Teks Dokumen:

Mengacu pada data yang dikeluarkan Badan Pusat Statistik (BPS) per Maret 2018, rokok memang merupakan komoditas kedua terbesar yang membentuk garis kemiskinan. Untuk di pedesaan, porsinya tercatat sebesar 10,21 persen; sementara di perkotaan porsinya sebesar 11,07 persen.

“Kalau bisa ke depannya, semua keluarga penerima PKH [Program Keluarga Harapan] dan BPNT [Bantuan Pangan Non Tunai] tidak boleh lagi merokok. Menurut saya itu penting, kita harus tegas,” ucap Bambang.

Bambang menyebutkan, dengan porsi sebesar itu, rokok akan sangat berpengaruh bagi pendapatan dan pengeluaran riil masyarakat. Guna mengoptimalkan usulan tersebut, Bambang pun mengatakan kontribusi peran dari pendamping keluarga penerima PKH dan BNPT akan lebih ditingkatkan.

Daftar Entri:

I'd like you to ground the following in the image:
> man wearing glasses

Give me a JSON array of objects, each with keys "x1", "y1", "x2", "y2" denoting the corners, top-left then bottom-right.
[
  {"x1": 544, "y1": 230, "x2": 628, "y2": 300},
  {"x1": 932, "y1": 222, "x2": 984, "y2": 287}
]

Instruksi A:
Jawablah pertanyaan berikut berdasarkan teks tentang rokok dan garis kemiskinan.
(i) Menurut data BPS per Maret 2018, berapa porsi rokok dalam garis kemiskinan di perkotaan?
(ii) Keluarga penerima program apa saja yang menurut Bambang tidak boleh lagi merokok?
(iii) Menurut Bambang, rokok akan sangat berpengaruh bagi apa?
Instruksi B: Tuliskan kembali bagian teks tentang rokok dan garis kemiskinan mulai dari "Mengacu pada data" sampai "akan lebih ditingkatkan.", dan tukar "porsinya" dengan "bagiannya".
Instruksi C: Sambung teks tentang rokok dan garis kemiskinan dengan bagian berikutnya.

Hasil Tugas A:
(i) 11,07 persen.
(ii) PKH (Program Keluarga Harapan) dan BPNT (Bantuan Pangan Non Tunai).
(iii) Pendapatan dan pengeluaran riil masyarakat.

Hasil Tugas B:
Mengacu pada data yang dikeluarkan Badan Pusat Statistik (BPS) per Maret 2018, rokok memang merupakan komoditas kedua terbesar yang membentuk garis kemiskinan. Untuk di pedesaan, bagiannya tercatat sebesar 10,21 persen; sementara di perkotaan bagiannya sebesar 11,07 persen.

“Kalau bisa ke depannya, semua keluarga penerima PKH [Program Keluarga Harapan] dan BPNT [Bantuan Pangan Non Tunai] tidak boleh lagi merokok. Menurut saya itu penting, kita harus tegas,” ucap Bambang.

Bambang menyebutkan, dengan porsi sebesar itu, rokok akan sangat berpengaruh bagi pendapatan dan pengeluaran riil masyarakat. Guna mengoptimalkan usulan tersebut, Bambang pun mengatakan kontribusi peran dari pendamping keluarga penerima PKH dan BNPT akan lebih ditingkatkan.

Hasil Tugas C:
Peningkatan peran pendamping itu tak lain untuk mengingatkan masyarakat agar patuh terhadap syarat dan juga tujuan diberikannya bansos. Bambang menginginkan agar bantuan secara langsung itu dapat bermanfaat serta digunakan sesuai ketentuannya.

“PKH itu bantuan tunai bersyarat. Misalkan ibunya sedang mengandung, maka harus rajin memeriksakan ke puskesmas. Kalau anaknya sekolah, maka harus dipastikan anaknya sekolah penuh waktu,” jelas Bambang.

Kepala BPS Suhariyanto mengungkapkan alasan di balik masuknya komponen rokok ke dalam penghitungannya. Menurut Suhariyanto, komponen rokok itu dimasukkan guna menangkap fenomena riil yang terjadi di masyarakat. Ia menilai masyarakat miskin di Indonesia sangat akrab dengan kegiatan merokok.

“Ke depan, kita harus berupaya untuk menekan jumlah perokok. Karena memang tidak hanya penduduk miskin, namun juga penduduk tak miskin. Kenaikan cukai saja tidak cukup untuk menghentikan kebiasaan merokok. Perlu sosialisasi,” kata Suhariyanto.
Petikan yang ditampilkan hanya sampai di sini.